### Assignment
The listing, minus its pictures, is to be given again exactly.

### Provided material
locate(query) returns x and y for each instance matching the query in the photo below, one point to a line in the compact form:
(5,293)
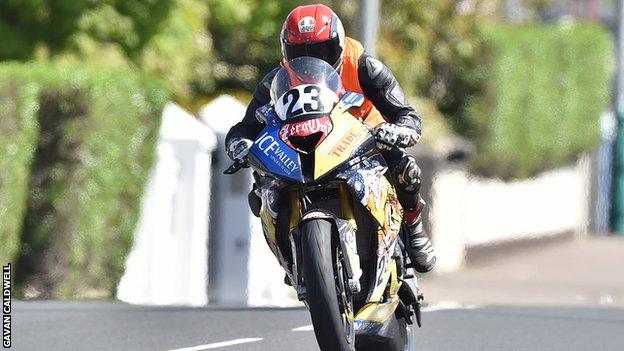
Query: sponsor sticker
(307,24)
(305,128)
(276,152)
(344,143)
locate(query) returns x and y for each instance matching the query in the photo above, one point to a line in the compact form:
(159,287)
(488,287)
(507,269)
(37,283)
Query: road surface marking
(304,328)
(217,345)
(448,305)
(440,306)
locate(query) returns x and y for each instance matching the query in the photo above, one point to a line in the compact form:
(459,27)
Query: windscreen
(304,86)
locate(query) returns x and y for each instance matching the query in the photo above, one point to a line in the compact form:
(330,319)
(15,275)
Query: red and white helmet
(313,30)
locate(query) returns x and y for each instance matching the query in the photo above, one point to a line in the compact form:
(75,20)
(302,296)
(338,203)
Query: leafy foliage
(95,145)
(433,47)
(546,89)
(18,132)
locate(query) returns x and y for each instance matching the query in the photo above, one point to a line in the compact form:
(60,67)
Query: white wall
(471,211)
(168,261)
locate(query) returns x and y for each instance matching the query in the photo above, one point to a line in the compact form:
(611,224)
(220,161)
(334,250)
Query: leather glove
(238,149)
(395,134)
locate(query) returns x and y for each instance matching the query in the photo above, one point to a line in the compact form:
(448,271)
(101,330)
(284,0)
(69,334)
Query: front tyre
(328,298)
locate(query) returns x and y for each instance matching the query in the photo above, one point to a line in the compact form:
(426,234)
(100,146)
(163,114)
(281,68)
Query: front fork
(344,227)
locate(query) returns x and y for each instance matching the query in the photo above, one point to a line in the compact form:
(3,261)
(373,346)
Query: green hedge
(546,87)
(94,149)
(18,132)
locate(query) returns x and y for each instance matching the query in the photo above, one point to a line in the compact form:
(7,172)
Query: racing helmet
(313,30)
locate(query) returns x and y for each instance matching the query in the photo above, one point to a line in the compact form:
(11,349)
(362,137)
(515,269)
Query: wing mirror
(266,114)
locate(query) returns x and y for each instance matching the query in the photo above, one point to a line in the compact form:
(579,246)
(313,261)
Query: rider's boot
(419,245)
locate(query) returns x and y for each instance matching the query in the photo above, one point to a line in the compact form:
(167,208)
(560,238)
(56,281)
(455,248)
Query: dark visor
(328,51)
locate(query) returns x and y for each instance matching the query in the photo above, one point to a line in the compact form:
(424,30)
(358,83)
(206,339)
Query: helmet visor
(328,51)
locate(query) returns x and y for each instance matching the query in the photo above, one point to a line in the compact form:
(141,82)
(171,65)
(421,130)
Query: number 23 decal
(305,99)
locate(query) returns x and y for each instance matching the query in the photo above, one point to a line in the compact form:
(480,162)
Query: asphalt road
(82,326)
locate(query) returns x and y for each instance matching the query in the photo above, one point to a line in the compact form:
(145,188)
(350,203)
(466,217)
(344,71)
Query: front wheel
(328,297)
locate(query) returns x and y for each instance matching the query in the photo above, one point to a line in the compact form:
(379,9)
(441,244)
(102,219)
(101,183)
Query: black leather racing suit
(380,87)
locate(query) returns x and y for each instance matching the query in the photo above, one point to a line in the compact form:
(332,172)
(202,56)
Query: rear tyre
(326,292)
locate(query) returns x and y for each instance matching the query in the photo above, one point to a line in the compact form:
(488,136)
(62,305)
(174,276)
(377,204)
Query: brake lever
(235,167)
(371,129)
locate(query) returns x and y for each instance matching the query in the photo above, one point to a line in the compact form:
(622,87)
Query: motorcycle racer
(315,30)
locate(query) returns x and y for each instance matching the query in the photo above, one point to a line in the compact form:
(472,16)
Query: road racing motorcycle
(329,213)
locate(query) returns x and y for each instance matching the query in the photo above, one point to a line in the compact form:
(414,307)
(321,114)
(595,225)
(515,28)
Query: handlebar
(238,165)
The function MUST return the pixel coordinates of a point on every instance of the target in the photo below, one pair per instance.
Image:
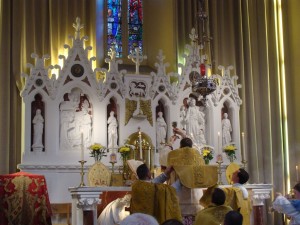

### Response
locate(query) returns x and y for each instance matching the query in the photo below, one point to a line in the compact form:
(5,293)
Query: sponsor sticker
(307,24)
(305,128)
(276,152)
(344,143)
locate(query) returns x and y for each instance matching the query in the photo above, one point to a line in the compact form:
(159,287)
(488,287)
(507,269)
(37,283)
Query: road surface marking
(304,328)
(217,345)
(448,305)
(440,306)
locate(query) returns x and y for each instance matching the query in the photo above, one point to a line in the compact form:
(459,27)
Query: windscreen
(304,86)
locate(query) returns x and y for each instance matching the query in the photo above, one point to a line in the compact form:
(330,319)
(15,275)
Query: red and white helmet
(313,30)
locate(query) returns x and y for each instance matching the query in the photo above, one point to a line in the compact form:
(75,20)
(302,296)
(338,203)
Query: leafy foliage
(95,145)
(433,47)
(546,89)
(18,132)
locate(query) returns x and y for each instance matching the query in the photo above, one point to a line in the compact form:
(60,67)
Query: white wall
(471,211)
(168,261)
locate(query) returns x and y for each instance matching the query in the photo above, one point to a line in the compact form:
(611,224)
(220,161)
(334,250)
Query: leather glove
(238,149)
(395,134)
locate(query) returns x and y for each instance matching the query in the photo above, one point to a line in the compact form:
(448,271)
(101,330)
(284,0)
(69,334)
Query: front tyre
(328,298)
locate(query) returns x and y for each instance matching the query in the photo above, one point to a line in the compact form:
(426,234)
(100,146)
(163,114)
(281,68)
Query: front fork
(344,227)
locate(query) returns x and y for each instance matching the query in the photo above, one point to a line in the compact form:
(3,261)
(373,346)
Query: green hedge
(546,87)
(94,149)
(18,132)
locate(query) returns x and y for each instance matching the query in the photo above, one point to a line in the compact form:
(7,172)
Query: racing helmet
(313,30)
locate(query) returns x and y for each instance matching the query in the photo above, one point to a line in the compact form:
(11,349)
(362,137)
(515,269)
Query: wing mirror
(266,114)
locate(query) returns x and y for each instance matching the query in the photo above, one point to a line in the compact form:
(579,246)
(313,261)
Query: rider's boot
(419,245)
locate(query) returns x and y for each instance matching the query in the photo above, one point to a line in the compact form:
(167,208)
(560,238)
(56,281)
(455,248)
Query: dark visor
(328,51)
locate(query) returns x and y for each instance matching the query in the photo above, one point to a line in the compact form:
(424,30)
(358,83)
(206,339)
Query: helmet visor
(328,51)
locate(query) returns x and y for each instance matching the query in the photo above, one point to a line in the compact form:
(141,82)
(171,65)
(421,130)
Query: number 23 decal
(305,99)
locate(query) returns x and y for each instance matching the query in the photo above, one point to a line in the compact form:
(480,162)
Query: asphalt road
(82,326)
locate(query) returns x and y for each instance matching the query in the photo above, one point to a line in the compact form:
(145,188)
(350,203)
(466,217)
(344,71)
Query: front wheel
(328,297)
locate(query) returns x and y for each instance matching the query in the photo above, one point to a line in the compact form:
(379,9)
(441,244)
(102,219)
(101,183)
Query: black leather racing suit
(380,87)
locate(query) returns x and y for each instance matching the query in the photo above, one point to a line in the compact form:
(332,172)
(202,56)
Query: rear tyre
(326,292)
locate(query) returns x and y for each instance matching the query in the photo above, one point to a line in the compact form:
(488,136)
(62,305)
(174,276)
(377,204)
Query: brake lever
(235,167)
(371,129)
locate(query) returns x and y for each instance matching the query in the photo above, one point to a line in the compact form:
(622,87)
Query: motorcycle racer
(315,30)
locate(query) returns x and y for each instance matching the query in the photo above, one point to a line in the compact form:
(472,16)
Query: road racing motorcycle
(329,213)
locate(query) returns x and y for each instance matching the query in the photo above, one point to a line in the compact form:
(414,307)
(321,114)
(595,225)
(515,28)
Query: handlebar
(238,165)
The function MUST return the pixel coordinates of a point on every instance of the target in the photo below, one pair per instance.
Image:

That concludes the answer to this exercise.